◆ Work to be completed
Please restate the data word for word.
── Data extract
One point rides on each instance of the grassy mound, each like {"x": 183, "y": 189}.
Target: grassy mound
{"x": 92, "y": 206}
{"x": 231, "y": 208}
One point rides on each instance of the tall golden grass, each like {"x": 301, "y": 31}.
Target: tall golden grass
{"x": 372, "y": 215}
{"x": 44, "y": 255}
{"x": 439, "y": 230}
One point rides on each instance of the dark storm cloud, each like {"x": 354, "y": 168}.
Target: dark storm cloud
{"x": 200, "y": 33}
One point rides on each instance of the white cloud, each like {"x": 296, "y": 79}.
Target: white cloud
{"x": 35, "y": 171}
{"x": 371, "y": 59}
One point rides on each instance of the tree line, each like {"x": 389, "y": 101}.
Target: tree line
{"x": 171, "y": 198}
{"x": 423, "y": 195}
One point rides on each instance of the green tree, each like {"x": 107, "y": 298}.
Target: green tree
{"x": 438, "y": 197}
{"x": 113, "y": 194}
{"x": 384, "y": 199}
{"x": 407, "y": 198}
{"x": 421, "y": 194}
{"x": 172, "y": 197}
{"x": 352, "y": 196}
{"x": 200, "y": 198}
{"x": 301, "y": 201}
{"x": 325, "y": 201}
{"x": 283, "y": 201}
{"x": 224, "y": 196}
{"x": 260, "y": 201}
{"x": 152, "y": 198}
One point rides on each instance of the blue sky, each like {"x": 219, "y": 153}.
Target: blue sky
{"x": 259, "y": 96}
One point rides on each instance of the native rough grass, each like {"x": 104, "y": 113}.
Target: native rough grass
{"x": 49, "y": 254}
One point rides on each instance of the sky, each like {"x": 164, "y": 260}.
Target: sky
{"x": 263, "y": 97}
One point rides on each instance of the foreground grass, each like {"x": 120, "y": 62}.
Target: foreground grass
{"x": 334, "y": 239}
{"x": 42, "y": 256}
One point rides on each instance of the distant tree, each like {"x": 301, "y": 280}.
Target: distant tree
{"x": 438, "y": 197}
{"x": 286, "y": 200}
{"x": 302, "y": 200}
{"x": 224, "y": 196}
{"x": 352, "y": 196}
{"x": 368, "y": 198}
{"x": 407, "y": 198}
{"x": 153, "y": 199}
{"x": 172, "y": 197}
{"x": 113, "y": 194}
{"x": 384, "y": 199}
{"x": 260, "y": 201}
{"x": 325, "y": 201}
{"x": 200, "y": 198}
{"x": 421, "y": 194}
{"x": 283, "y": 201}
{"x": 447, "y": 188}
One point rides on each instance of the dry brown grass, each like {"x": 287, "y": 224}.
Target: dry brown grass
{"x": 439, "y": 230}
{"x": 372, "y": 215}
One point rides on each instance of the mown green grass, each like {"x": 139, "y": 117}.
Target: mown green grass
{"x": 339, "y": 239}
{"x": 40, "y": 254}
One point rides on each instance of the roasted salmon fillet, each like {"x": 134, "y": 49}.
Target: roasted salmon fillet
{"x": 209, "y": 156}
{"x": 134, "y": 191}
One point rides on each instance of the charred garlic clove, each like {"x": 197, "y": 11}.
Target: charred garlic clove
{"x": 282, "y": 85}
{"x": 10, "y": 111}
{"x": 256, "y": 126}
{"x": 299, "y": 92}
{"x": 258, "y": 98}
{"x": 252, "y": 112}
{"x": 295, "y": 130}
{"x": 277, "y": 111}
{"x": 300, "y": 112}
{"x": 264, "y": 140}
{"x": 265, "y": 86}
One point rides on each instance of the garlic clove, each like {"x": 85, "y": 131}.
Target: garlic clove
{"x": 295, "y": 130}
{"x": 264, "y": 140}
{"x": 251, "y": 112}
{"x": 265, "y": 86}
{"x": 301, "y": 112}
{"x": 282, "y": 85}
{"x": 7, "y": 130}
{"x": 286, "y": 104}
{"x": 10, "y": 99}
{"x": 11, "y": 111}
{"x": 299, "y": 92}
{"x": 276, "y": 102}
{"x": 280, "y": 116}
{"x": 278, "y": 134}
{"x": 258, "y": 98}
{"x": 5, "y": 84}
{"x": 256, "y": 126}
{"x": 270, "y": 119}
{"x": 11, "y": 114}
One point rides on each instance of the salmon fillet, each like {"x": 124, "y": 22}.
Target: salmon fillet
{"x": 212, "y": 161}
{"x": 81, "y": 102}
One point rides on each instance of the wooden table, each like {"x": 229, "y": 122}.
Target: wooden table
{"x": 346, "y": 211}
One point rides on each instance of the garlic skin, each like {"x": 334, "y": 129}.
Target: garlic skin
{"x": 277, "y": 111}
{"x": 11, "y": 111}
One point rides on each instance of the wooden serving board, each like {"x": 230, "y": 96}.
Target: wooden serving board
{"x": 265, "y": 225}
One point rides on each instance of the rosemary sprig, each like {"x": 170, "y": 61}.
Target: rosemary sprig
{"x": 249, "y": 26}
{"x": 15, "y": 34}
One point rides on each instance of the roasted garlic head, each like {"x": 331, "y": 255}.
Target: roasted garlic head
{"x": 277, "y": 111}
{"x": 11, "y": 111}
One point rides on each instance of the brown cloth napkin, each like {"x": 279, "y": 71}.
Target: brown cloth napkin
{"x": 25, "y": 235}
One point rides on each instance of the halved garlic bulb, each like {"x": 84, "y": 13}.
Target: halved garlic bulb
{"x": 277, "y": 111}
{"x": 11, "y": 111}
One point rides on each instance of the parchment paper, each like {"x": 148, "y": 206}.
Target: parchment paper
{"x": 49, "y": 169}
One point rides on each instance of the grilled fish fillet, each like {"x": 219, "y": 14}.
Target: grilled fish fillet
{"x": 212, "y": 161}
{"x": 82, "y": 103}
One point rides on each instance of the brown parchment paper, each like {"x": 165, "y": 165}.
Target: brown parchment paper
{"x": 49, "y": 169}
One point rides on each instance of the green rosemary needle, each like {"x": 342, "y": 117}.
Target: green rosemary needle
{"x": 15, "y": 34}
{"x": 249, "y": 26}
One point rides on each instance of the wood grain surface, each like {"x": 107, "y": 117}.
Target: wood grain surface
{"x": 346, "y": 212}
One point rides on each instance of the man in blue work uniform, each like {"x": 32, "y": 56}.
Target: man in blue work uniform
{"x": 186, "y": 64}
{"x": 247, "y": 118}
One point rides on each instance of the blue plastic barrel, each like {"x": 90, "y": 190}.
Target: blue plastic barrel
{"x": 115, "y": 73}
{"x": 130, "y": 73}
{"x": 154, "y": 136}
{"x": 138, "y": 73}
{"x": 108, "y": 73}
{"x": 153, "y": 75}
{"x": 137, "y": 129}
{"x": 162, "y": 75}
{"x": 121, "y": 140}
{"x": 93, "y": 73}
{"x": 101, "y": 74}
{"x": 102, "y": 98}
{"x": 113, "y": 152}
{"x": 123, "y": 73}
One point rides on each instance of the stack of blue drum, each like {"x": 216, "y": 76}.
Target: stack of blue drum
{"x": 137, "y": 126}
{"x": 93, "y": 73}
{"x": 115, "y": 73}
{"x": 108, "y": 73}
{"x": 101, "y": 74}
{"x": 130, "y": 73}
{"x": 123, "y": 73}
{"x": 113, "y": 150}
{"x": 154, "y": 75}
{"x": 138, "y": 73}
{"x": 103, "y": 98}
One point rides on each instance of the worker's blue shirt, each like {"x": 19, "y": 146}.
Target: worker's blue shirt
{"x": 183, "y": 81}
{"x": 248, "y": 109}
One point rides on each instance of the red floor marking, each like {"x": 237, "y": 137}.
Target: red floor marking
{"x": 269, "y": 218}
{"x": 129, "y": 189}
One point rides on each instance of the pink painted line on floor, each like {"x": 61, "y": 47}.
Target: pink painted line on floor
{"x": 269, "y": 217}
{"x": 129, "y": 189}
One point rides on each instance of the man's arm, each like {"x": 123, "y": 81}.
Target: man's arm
────
◆ Answer space
One point rides on each instance of the grassy mound, each like {"x": 183, "y": 189}.
Target: grassy mound
{"x": 92, "y": 206}
{"x": 231, "y": 208}
One point rides on each instance of the tall golden grass, each like {"x": 301, "y": 31}.
Target: tall golden grass
{"x": 372, "y": 215}
{"x": 44, "y": 255}
{"x": 439, "y": 230}
One point rides on each instance of the dark storm cloud, each like {"x": 354, "y": 168}.
Target: dark storm cloud
{"x": 200, "y": 33}
One point rides on each instance of the white cloud, each like {"x": 296, "y": 79}.
Target: white cloud
{"x": 35, "y": 171}
{"x": 371, "y": 59}
One point rides on each instance of the tree line, each like {"x": 389, "y": 101}.
Target: tree line
{"x": 171, "y": 198}
{"x": 423, "y": 195}
One point rides on each instance of the green tree, each like {"x": 107, "y": 298}.
Target: green tree
{"x": 438, "y": 197}
{"x": 113, "y": 194}
{"x": 384, "y": 199}
{"x": 407, "y": 198}
{"x": 421, "y": 194}
{"x": 172, "y": 197}
{"x": 352, "y": 196}
{"x": 200, "y": 198}
{"x": 301, "y": 201}
{"x": 325, "y": 201}
{"x": 283, "y": 201}
{"x": 224, "y": 196}
{"x": 260, "y": 201}
{"x": 152, "y": 198}
One point rides on each instance of the blue sky, each like {"x": 219, "y": 153}.
Target: blue sky
{"x": 259, "y": 96}
One point rides on each instance of the native rough grass, each like {"x": 104, "y": 113}.
Target: native rough grass
{"x": 49, "y": 254}
One point rides on each instance of the sky, each like {"x": 164, "y": 260}.
Target: sky
{"x": 263, "y": 97}
One point rides on each instance of the foreground grass, each like {"x": 120, "y": 62}.
Target: foreground grass
{"x": 334, "y": 239}
{"x": 42, "y": 256}
One point rides on each instance of the distant tree, each like {"x": 301, "y": 280}.
Target: distant tree
{"x": 438, "y": 197}
{"x": 286, "y": 200}
{"x": 302, "y": 200}
{"x": 224, "y": 196}
{"x": 352, "y": 196}
{"x": 368, "y": 198}
{"x": 407, "y": 198}
{"x": 153, "y": 199}
{"x": 172, "y": 197}
{"x": 113, "y": 194}
{"x": 384, "y": 199}
{"x": 260, "y": 201}
{"x": 325, "y": 201}
{"x": 200, "y": 198}
{"x": 421, "y": 194}
{"x": 283, "y": 201}
{"x": 447, "y": 188}
One point rides on each instance of the dry brown grass, each like {"x": 287, "y": 224}.
Target: dry brown grass
{"x": 439, "y": 230}
{"x": 372, "y": 215}
One point rides on each instance of the mown green grass, each like {"x": 139, "y": 117}.
Target: mown green grass
{"x": 339, "y": 239}
{"x": 40, "y": 254}
One point rides on each instance of the roasted salmon fillet, each like {"x": 134, "y": 49}.
Target: roasted salmon fillet
{"x": 209, "y": 156}
{"x": 134, "y": 191}
One point rides on each instance of the charred garlic clove, each like {"x": 197, "y": 11}.
Target: charred garlic clove
{"x": 282, "y": 85}
{"x": 10, "y": 111}
{"x": 256, "y": 126}
{"x": 299, "y": 92}
{"x": 258, "y": 98}
{"x": 252, "y": 112}
{"x": 295, "y": 130}
{"x": 277, "y": 111}
{"x": 300, "y": 112}
{"x": 264, "y": 140}
{"x": 265, "y": 86}
One point rides on each instance of the garlic clove, each like {"x": 85, "y": 131}.
Target: garlic clove
{"x": 295, "y": 130}
{"x": 264, "y": 140}
{"x": 251, "y": 112}
{"x": 265, "y": 86}
{"x": 301, "y": 112}
{"x": 282, "y": 85}
{"x": 7, "y": 130}
{"x": 286, "y": 104}
{"x": 10, "y": 99}
{"x": 11, "y": 111}
{"x": 299, "y": 92}
{"x": 276, "y": 102}
{"x": 280, "y": 116}
{"x": 278, "y": 134}
{"x": 258, "y": 98}
{"x": 5, "y": 84}
{"x": 256, "y": 126}
{"x": 270, "y": 119}
{"x": 11, "y": 114}
One point rides on each instance of the salmon fillet, each like {"x": 124, "y": 22}.
Target: salmon fillet
{"x": 212, "y": 161}
{"x": 81, "y": 102}
One point rides on each instance of the wooden table, each like {"x": 229, "y": 122}.
Target: wooden table
{"x": 346, "y": 211}
One point rides on each instance of the garlic skin, each like {"x": 334, "y": 129}.
Target: garlic skin
{"x": 277, "y": 111}
{"x": 11, "y": 111}
One point rides on each instance of the wooden serving board, each like {"x": 230, "y": 96}.
Target: wooden serving board
{"x": 265, "y": 225}
One point rides on each instance of the rosemary sprig, each like {"x": 170, "y": 61}.
Target: rosemary sprig
{"x": 249, "y": 26}
{"x": 15, "y": 34}
One point rides on each instance of the roasted garlic head, each like {"x": 331, "y": 255}.
Target: roasted garlic head
{"x": 277, "y": 111}
{"x": 11, "y": 111}
One point rides on each instance of the brown cloth napkin, each like {"x": 279, "y": 71}.
Target: brown cloth napkin
{"x": 25, "y": 235}
One point rides on each instance of the halved garlic bulb, each like {"x": 84, "y": 13}.
Target: halved garlic bulb
{"x": 277, "y": 111}
{"x": 11, "y": 111}
One point rides on each instance of the parchment paper, each like {"x": 148, "y": 206}.
Target: parchment paper
{"x": 49, "y": 169}
One point rides on each instance of the grilled fish fillet, each like {"x": 219, "y": 14}.
Target: grilled fish fillet
{"x": 212, "y": 161}
{"x": 82, "y": 103}
One point rides on each instance of the brown parchment paper, each like {"x": 165, "y": 165}.
Target: brown parchment paper
{"x": 49, "y": 169}
One point rides on each instance of the green rosemary needle, each like {"x": 342, "y": 117}.
Target: green rosemary needle
{"x": 15, "y": 34}
{"x": 249, "y": 26}
One point rides on each instance of the wood grain surface, each like {"x": 107, "y": 117}.
Target: wood grain surface
{"x": 346, "y": 212}
One point rides on each instance of the man in blue work uniform, each like {"x": 32, "y": 56}.
Target: man in blue work uniform
{"x": 186, "y": 64}
{"x": 247, "y": 118}
One point rides on each instance of the blue plastic barrel, each like {"x": 90, "y": 190}.
Target: blue plastic barrel
{"x": 115, "y": 73}
{"x": 130, "y": 73}
{"x": 154, "y": 136}
{"x": 138, "y": 73}
{"x": 108, "y": 73}
{"x": 153, "y": 75}
{"x": 137, "y": 129}
{"x": 162, "y": 75}
{"x": 121, "y": 140}
{"x": 93, "y": 73}
{"x": 101, "y": 74}
{"x": 102, "y": 98}
{"x": 113, "y": 152}
{"x": 123, "y": 73}
One point rides on each instance of the stack of blue drum, each like {"x": 216, "y": 76}.
Target: stack of blue drum
{"x": 137, "y": 126}
{"x": 93, "y": 73}
{"x": 115, "y": 73}
{"x": 108, "y": 73}
{"x": 101, "y": 74}
{"x": 130, "y": 73}
{"x": 123, "y": 73}
{"x": 113, "y": 150}
{"x": 154, "y": 75}
{"x": 138, "y": 73}
{"x": 103, "y": 98}
One point rides on each instance of the worker's blue shirt, each like {"x": 19, "y": 146}.
Target: worker's blue shirt
{"x": 183, "y": 81}
{"x": 248, "y": 109}
One point rides on each instance of the red floor marking, each like {"x": 237, "y": 137}.
Target: red floor marking
{"x": 269, "y": 218}
{"x": 129, "y": 189}
One point rides on each instance of the pink painted line on floor, each like {"x": 61, "y": 47}.
Target: pink painted line on floor
{"x": 269, "y": 217}
{"x": 129, "y": 189}
One point rides on each instance of the man's arm, each like {"x": 123, "y": 81}.
Target: man's arm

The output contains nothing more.